## [Reading passage]

Re: [hwloc-devel] xml file load incompatibilities

2013-09-20 Thread Brice Goglin
I can't see any segfault. Where does the segfault occurs for you? In
OMPI only (or lstopo too)? When loading or when using the topology?

I tried lstopo on that file with and without HWLOC_NO_LIBXML_IMPORT=1
(in case the bug is in one of XML backends), looks ok.

Brice





Le 20/09/2013 23:53, Ralph Castain a écrit :
> Here are the two files I tried - not from the same machine. The foo.xml 
> works, the topo.xml segfaults
>
>
>
>
>
> One of our users reported it from their machine, but I don't have their topo 
> file.
>
> On Sep 20, 2013, at 2:41 PM, Brice Goglin  wrote:
>
>> Hello,
>> I don't see anything reason for such an incompatibility. But there are
>> many combinations, we can't test everything.
>> I can't reproduce that on my machines. Can you send the XML output of
>> both versions on one of your machines?
>> Brice
>>
>>
>>
>> Le 20/09/2013 23:32, Ralph Castain a écrit :
>>> Hi folks
>>>
>>> I've run across a rather strange behavior. We have two branches in OMPI - 
>>> the devel trunk (using hwloc v1.7.2) and our feature release series (using 
>>> hwloc 1.5.2). I have found the following:
>>>
>>> *the feature series can correctly load an xml file generated by lstopo of 
>>> versions 1.5 or greater
>>>
>>> * the devel series can correctly load an xml file generated by lstopo of 
>>> versions 1.7 or greater, but not files generated by prior versions. In the 
>>> latter case, I segfault as soon as I try to use the loaded topology.
>>>
>>> Any ideas why the discrepancy? Can I at least detect the version used to 
>>> create a file when loading it so I can error out instead of segfaulting?

## [Exercise A]
Please reproduce the hwloc thread word for word, everything from "2013-09-20 Thread Brice" down to "using the topology?".
## [Exercise B]
Decide whether each statement agrees with the hwloc thread, answering yes or no and quoting the words that settle it: (i) the devel trunk uses hwloc v1.7.2; (ii) the topo.xml file loads without a segfault; (iii) Brice Goglin ran lstopo on the file only with HWLOC_NO_LIBXML_IMPORT=1 set.

## [Extracted material]
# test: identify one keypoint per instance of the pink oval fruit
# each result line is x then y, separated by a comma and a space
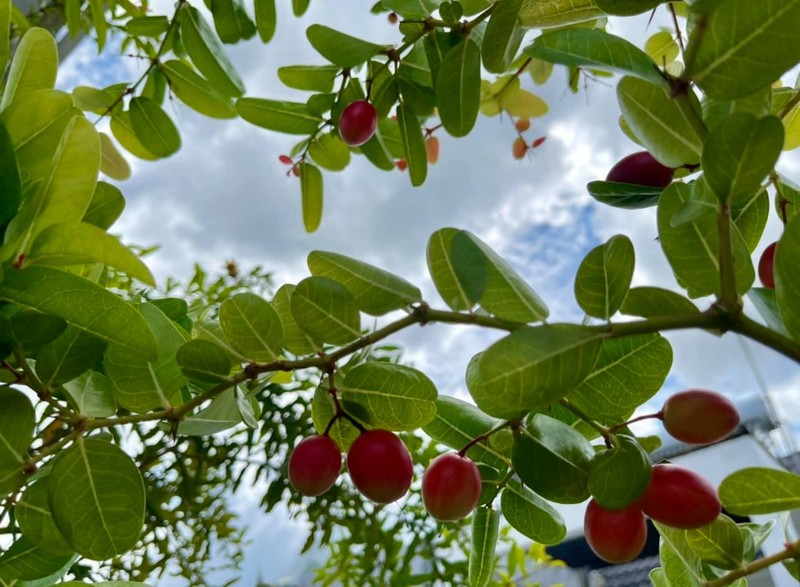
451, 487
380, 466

...

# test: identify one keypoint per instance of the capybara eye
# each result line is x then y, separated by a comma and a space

## [Result A]
2013-09-20 Thread Brice Goglin
I can't see any segfault. Where does the segfault occurs for you? In
OMPI only (or lstopo too)? When loading or when using the topology?

## [Result B]
(i) Yes: "the devel trunk (using hwloc v1.7.2)".
(ii) No: "the topo.xml segfaults".
(iii) No: "with and without HWLOC_NO_LIBXML_IMPORT=1".